Records for this exercise:

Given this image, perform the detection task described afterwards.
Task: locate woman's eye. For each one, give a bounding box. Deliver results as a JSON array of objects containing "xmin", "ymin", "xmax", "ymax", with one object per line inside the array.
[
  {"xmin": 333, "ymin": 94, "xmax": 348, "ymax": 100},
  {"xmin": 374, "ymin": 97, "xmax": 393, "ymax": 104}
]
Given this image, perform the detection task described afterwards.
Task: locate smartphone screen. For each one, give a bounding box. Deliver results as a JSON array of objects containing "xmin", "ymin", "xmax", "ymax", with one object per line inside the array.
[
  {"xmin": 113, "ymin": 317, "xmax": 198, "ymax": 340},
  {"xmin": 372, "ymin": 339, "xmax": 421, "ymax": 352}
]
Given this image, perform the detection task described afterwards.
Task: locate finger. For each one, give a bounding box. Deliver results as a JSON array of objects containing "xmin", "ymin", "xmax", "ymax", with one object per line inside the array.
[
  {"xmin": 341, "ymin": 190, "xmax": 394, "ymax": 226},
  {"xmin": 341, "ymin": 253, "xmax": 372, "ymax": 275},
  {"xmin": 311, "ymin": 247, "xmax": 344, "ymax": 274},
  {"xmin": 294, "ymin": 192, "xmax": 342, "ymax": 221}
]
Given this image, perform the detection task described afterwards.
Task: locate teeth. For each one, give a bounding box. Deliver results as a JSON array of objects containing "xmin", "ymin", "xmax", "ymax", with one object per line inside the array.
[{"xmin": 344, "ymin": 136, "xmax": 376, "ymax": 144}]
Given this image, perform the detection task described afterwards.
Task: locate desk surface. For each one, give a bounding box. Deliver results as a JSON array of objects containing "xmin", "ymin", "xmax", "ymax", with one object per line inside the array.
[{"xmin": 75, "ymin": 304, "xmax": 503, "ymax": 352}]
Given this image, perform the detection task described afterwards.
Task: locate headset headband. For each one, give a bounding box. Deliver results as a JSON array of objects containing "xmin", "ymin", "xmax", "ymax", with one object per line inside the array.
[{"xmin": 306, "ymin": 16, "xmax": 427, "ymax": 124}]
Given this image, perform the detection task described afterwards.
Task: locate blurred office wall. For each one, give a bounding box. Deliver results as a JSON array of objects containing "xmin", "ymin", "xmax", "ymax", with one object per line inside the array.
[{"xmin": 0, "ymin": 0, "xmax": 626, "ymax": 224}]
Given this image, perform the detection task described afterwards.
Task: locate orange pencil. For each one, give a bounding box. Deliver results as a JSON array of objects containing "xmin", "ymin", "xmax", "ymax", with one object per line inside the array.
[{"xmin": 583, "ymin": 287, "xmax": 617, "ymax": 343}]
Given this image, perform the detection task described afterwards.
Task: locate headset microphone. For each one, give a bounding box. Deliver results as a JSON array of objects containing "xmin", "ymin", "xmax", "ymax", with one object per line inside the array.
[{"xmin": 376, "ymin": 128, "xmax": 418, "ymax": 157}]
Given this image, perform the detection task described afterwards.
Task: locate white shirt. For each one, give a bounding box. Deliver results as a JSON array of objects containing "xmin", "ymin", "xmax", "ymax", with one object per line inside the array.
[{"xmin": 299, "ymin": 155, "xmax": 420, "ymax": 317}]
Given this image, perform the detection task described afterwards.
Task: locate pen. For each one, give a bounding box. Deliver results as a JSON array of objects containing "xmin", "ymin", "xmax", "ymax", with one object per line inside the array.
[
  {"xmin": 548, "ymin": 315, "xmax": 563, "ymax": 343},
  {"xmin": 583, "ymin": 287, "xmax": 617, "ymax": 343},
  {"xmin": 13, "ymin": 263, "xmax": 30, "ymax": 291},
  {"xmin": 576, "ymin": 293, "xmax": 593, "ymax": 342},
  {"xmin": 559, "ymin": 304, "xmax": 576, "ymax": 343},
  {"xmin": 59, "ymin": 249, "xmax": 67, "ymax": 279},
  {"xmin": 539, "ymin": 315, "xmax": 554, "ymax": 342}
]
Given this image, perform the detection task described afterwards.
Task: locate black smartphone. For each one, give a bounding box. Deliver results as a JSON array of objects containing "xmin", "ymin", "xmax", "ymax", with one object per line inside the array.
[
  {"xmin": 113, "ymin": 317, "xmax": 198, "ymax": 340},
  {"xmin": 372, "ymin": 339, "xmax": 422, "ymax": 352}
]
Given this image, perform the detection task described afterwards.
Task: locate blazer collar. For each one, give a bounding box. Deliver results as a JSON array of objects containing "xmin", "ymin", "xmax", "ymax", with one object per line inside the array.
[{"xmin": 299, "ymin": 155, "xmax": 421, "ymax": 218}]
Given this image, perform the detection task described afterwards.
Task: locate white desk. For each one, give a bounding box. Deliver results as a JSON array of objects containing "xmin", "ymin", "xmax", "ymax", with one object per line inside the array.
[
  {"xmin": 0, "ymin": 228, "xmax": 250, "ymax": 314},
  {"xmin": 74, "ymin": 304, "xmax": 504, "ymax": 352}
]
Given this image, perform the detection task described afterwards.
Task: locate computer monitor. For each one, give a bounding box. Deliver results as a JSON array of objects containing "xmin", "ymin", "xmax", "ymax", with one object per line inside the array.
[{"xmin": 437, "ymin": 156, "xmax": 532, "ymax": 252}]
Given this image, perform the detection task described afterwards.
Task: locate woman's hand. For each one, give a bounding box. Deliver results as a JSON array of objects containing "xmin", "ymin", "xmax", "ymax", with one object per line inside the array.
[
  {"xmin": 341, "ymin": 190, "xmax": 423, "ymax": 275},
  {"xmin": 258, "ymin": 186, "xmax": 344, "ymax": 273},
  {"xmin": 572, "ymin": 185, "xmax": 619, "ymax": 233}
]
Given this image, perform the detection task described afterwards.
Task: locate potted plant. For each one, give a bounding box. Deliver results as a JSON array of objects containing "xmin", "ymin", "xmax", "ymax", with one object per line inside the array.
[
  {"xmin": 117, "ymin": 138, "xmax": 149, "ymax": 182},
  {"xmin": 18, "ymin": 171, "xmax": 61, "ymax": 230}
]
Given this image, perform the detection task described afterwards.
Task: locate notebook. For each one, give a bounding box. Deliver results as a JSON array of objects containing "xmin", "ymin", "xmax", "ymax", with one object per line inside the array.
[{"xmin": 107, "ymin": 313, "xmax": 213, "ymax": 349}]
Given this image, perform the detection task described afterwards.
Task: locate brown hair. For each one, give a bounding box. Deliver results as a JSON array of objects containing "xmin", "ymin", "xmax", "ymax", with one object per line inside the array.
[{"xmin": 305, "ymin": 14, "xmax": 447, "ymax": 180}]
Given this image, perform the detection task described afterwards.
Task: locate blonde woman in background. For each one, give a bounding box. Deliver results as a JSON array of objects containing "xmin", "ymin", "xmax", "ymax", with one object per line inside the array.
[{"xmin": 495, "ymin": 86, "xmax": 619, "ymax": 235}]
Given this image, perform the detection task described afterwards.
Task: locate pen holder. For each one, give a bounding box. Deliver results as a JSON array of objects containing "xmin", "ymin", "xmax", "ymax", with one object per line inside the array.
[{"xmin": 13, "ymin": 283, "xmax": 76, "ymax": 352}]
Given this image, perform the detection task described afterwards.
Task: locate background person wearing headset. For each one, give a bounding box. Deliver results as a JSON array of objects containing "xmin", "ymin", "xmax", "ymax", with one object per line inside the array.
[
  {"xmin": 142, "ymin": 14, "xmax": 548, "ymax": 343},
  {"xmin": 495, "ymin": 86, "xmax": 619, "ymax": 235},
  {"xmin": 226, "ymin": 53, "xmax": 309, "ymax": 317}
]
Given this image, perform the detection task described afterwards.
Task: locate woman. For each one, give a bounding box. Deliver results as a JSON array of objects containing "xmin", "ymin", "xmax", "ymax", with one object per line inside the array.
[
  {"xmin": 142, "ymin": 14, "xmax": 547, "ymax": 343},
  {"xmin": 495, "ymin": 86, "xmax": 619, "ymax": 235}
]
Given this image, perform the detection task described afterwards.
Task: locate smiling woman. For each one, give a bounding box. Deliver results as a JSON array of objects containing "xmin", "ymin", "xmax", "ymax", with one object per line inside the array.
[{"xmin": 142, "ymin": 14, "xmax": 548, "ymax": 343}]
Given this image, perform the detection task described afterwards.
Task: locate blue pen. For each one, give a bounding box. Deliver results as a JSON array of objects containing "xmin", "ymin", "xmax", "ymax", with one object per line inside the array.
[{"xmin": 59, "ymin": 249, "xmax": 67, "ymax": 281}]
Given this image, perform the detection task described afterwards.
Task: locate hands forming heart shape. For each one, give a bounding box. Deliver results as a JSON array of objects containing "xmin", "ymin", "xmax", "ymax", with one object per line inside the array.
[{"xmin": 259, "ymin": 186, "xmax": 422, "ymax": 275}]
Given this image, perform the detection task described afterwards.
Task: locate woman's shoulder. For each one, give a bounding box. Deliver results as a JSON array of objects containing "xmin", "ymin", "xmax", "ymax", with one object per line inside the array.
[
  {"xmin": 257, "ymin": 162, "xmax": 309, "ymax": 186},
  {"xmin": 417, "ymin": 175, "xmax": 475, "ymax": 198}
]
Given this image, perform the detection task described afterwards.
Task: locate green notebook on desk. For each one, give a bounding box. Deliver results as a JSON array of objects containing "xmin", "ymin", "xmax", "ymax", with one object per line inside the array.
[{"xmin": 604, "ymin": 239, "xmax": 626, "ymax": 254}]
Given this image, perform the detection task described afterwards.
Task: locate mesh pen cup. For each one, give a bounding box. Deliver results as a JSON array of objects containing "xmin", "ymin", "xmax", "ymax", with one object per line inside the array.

Exercise prompt: List every line in the data above that contains the string "headset", copying each line in full.

Exercise output:
Task: locate headset headband. For each one, give a bounding box. Deliver results as a JSON array of objects containing "xmin", "ymin", "xmax", "ymax", with one object per line inside the array.
Task: locate headset microphone. For each one, give a bounding box. Deliver results as a JSON array of objects containing "xmin", "ymin", "xmax", "ymax", with one object per line inside the array.
Task: locate background person wearing headset. For each one, give a bounding box. Deliver results as a JSON array of objects containing "xmin", "ymin", "xmax", "ymax", with one object per line inside the array.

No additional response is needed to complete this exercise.